EXERCISE PROMPT:
The answer should hold exactly the lines of the entries below from the one containing "Question. For every instance of the player's bald" through the last line, both included.

[INPUT RECORDS — start]

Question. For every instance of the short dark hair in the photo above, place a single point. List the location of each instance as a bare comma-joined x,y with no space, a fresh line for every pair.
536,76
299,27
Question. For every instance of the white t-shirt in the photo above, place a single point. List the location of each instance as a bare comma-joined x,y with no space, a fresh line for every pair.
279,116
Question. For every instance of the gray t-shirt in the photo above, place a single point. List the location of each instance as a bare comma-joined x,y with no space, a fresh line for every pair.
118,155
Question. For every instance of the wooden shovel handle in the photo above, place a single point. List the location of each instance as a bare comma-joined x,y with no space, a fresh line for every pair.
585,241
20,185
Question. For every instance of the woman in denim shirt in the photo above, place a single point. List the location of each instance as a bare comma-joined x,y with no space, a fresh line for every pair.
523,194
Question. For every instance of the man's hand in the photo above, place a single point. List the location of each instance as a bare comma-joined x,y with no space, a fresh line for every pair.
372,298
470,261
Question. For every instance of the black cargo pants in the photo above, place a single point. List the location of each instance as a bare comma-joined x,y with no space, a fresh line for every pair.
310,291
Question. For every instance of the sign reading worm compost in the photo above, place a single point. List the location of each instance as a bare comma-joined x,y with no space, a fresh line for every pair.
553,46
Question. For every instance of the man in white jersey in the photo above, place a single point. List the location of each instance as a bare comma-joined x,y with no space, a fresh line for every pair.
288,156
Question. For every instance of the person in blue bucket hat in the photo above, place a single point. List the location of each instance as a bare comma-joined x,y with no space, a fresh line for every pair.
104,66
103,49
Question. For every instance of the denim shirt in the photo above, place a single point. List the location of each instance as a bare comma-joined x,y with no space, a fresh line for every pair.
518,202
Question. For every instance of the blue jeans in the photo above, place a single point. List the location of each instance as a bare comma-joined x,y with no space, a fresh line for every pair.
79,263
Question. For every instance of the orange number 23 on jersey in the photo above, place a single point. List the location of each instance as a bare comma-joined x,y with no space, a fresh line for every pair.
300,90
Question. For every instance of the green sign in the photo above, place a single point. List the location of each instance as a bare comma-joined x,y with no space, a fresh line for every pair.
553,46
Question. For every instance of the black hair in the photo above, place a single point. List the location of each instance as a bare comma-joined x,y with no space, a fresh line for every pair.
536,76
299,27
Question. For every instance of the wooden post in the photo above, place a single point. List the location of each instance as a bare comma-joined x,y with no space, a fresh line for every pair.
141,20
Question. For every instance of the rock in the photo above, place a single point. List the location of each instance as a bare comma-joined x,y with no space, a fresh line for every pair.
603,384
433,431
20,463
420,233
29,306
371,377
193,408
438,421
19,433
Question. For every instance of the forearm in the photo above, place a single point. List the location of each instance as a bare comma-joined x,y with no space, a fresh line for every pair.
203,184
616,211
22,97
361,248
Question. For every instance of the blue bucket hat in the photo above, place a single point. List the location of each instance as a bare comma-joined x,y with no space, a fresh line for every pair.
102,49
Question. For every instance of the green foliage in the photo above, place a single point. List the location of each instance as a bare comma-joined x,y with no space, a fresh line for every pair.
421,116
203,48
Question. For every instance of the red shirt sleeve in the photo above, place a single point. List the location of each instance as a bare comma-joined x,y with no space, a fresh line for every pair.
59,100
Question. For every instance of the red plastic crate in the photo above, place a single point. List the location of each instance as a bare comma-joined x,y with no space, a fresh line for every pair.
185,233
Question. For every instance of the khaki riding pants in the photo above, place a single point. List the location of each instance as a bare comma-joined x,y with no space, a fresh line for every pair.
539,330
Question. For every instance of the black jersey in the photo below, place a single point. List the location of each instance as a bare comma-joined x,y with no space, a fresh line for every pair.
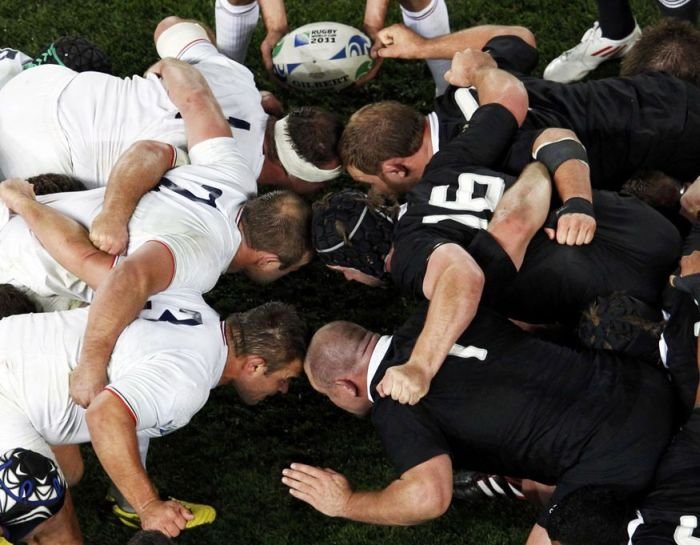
634,250
626,124
504,402
671,512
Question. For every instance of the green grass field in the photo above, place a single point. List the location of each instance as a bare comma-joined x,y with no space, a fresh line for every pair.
231,455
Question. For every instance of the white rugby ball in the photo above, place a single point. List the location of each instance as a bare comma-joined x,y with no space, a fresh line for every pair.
321,56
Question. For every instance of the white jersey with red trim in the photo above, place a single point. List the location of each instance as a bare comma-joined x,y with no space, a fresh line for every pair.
193,211
85,121
162,369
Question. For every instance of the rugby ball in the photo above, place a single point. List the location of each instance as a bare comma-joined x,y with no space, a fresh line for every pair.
321,56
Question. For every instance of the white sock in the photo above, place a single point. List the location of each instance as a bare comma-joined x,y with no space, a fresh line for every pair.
431,21
234,28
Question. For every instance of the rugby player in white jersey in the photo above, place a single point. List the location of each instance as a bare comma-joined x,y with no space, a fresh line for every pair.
53,119
176,336
185,233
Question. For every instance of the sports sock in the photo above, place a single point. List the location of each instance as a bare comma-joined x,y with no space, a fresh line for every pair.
615,18
431,21
681,9
234,28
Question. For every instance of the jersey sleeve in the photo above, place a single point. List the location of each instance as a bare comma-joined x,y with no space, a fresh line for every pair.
483,142
409,435
163,393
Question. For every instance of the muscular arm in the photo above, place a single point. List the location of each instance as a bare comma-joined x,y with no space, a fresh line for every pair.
422,493
141,167
274,17
64,238
113,436
121,296
137,171
400,42
572,180
453,283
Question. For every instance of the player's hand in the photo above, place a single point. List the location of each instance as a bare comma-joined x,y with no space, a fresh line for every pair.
169,517
397,42
325,490
85,383
465,65
690,201
406,383
573,229
109,234
15,190
268,44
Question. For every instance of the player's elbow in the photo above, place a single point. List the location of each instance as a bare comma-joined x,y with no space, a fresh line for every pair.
431,500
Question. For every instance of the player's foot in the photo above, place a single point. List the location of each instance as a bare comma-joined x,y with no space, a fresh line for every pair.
471,485
203,514
574,64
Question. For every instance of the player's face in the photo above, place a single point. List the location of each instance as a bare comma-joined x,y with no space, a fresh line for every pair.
256,387
358,276
343,398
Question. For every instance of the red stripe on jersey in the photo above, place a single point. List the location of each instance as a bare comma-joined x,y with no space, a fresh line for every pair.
173,157
191,44
123,401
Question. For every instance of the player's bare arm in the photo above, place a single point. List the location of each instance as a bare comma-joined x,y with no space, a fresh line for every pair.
118,300
422,493
474,68
137,171
274,17
113,435
565,158
65,239
453,283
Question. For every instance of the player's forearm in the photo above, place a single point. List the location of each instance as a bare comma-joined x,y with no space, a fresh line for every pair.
138,170
274,15
453,305
402,503
66,241
375,14
113,436
119,299
500,87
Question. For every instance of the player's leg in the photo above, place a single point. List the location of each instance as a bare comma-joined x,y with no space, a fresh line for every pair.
429,18
235,23
521,212
609,38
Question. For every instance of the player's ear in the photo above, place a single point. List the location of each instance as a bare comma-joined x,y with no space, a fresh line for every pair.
348,387
394,169
255,365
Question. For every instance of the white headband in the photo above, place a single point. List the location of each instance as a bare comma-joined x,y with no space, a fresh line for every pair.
294,163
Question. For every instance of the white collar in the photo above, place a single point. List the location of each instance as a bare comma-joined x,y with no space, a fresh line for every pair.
378,354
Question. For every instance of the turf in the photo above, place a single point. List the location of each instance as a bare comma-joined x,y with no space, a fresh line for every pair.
231,455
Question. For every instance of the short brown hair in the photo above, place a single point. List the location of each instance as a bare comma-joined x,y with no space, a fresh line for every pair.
278,222
315,134
671,46
274,331
378,132
13,301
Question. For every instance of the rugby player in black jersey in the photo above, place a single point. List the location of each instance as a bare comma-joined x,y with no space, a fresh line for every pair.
455,241
649,120
502,402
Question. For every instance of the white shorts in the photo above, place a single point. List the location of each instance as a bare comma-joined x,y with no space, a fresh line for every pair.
31,139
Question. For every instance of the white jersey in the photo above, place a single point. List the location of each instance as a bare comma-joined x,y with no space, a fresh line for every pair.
55,120
12,62
193,211
162,368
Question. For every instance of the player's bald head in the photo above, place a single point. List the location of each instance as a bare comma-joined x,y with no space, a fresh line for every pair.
335,351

[INPUT RECORDS — finish]

RESULT OF THIS EXERCISE:
Question. For every instance of the player's bald head in the photo above, place a single point. List the location of each instance as a bare comma-joined x,y with no space, a fresh line for every pair.
335,351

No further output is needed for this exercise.